Recorded data:
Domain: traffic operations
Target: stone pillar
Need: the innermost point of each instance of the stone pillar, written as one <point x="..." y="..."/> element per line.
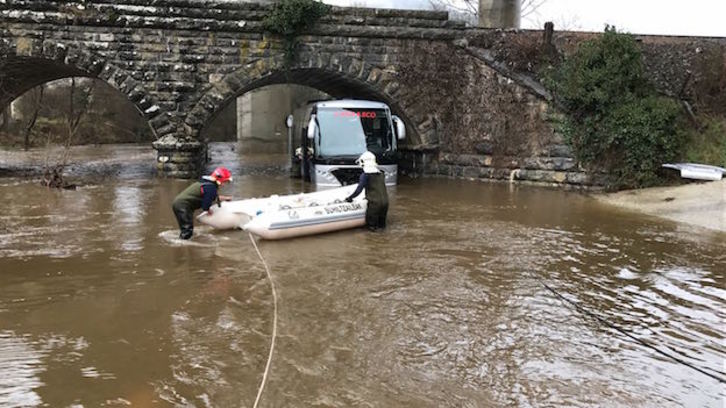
<point x="179" y="157"/>
<point x="499" y="13"/>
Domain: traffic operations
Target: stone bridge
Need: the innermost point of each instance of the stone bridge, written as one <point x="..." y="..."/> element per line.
<point x="470" y="108"/>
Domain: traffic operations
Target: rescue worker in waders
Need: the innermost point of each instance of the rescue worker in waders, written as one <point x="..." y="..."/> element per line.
<point x="201" y="194"/>
<point x="374" y="183"/>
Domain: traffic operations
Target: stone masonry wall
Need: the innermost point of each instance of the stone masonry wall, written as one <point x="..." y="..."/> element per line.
<point x="471" y="101"/>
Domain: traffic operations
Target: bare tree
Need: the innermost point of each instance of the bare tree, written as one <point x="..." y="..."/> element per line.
<point x="79" y="100"/>
<point x="36" y="101"/>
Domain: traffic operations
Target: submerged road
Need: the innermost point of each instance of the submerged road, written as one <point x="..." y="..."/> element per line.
<point x="100" y="305"/>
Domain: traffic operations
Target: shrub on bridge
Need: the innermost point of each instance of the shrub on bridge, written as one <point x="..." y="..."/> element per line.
<point x="289" y="18"/>
<point x="616" y="121"/>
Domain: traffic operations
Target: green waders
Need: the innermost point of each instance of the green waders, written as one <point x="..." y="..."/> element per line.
<point x="377" y="197"/>
<point x="184" y="205"/>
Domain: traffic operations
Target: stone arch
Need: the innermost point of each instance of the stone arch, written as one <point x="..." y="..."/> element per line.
<point x="27" y="65"/>
<point x="335" y="75"/>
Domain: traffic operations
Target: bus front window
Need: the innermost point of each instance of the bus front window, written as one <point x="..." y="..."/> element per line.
<point x="351" y="131"/>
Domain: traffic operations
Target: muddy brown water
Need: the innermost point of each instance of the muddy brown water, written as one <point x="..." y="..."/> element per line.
<point x="101" y="306"/>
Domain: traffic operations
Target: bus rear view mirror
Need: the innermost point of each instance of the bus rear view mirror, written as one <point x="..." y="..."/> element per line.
<point x="400" y="127"/>
<point x="312" y="127"/>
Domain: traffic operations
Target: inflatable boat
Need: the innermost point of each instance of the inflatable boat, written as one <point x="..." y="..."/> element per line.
<point x="287" y="216"/>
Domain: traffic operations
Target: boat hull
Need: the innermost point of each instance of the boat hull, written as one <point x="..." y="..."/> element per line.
<point x="308" y="221"/>
<point x="288" y="216"/>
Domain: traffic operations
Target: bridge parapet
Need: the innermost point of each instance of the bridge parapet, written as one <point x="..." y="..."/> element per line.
<point x="463" y="92"/>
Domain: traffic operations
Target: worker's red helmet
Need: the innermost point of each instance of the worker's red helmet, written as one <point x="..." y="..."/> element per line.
<point x="222" y="175"/>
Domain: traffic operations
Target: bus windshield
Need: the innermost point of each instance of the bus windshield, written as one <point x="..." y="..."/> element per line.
<point x="352" y="131"/>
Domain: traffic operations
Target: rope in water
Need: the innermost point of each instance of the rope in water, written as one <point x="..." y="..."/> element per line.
<point x="274" y="322"/>
<point x="579" y="308"/>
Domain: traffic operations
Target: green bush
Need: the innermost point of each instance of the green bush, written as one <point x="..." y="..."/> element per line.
<point x="615" y="121"/>
<point x="289" y="18"/>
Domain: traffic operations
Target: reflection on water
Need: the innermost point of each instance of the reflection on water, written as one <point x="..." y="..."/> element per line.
<point x="101" y="304"/>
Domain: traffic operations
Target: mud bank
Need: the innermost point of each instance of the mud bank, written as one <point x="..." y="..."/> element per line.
<point x="701" y="204"/>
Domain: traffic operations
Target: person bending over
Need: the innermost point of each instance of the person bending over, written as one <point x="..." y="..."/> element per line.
<point x="200" y="194"/>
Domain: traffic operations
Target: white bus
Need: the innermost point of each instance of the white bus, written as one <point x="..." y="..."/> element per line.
<point x="332" y="134"/>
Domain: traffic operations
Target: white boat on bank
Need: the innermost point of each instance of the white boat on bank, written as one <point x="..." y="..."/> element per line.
<point x="287" y="216"/>
<point x="697" y="171"/>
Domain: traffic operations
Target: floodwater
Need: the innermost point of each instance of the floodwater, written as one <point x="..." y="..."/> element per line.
<point x="100" y="305"/>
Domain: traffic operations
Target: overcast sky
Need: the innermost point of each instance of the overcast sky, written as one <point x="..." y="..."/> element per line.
<point x="692" y="17"/>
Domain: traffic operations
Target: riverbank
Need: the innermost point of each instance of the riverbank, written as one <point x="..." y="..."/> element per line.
<point x="700" y="204"/>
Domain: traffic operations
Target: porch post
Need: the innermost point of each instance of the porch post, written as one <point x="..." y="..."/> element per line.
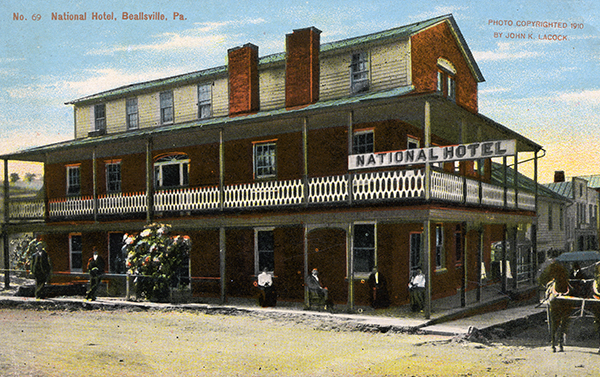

What you will do: Keep only the lines above that contain the string "view", and copy each of them unchanged.

Response to the exercise:
Target: bus rear view mirror
Need: the innermost point of each instance of the bus rear view mirror, written as one <point x="..." y="..."/> element per line.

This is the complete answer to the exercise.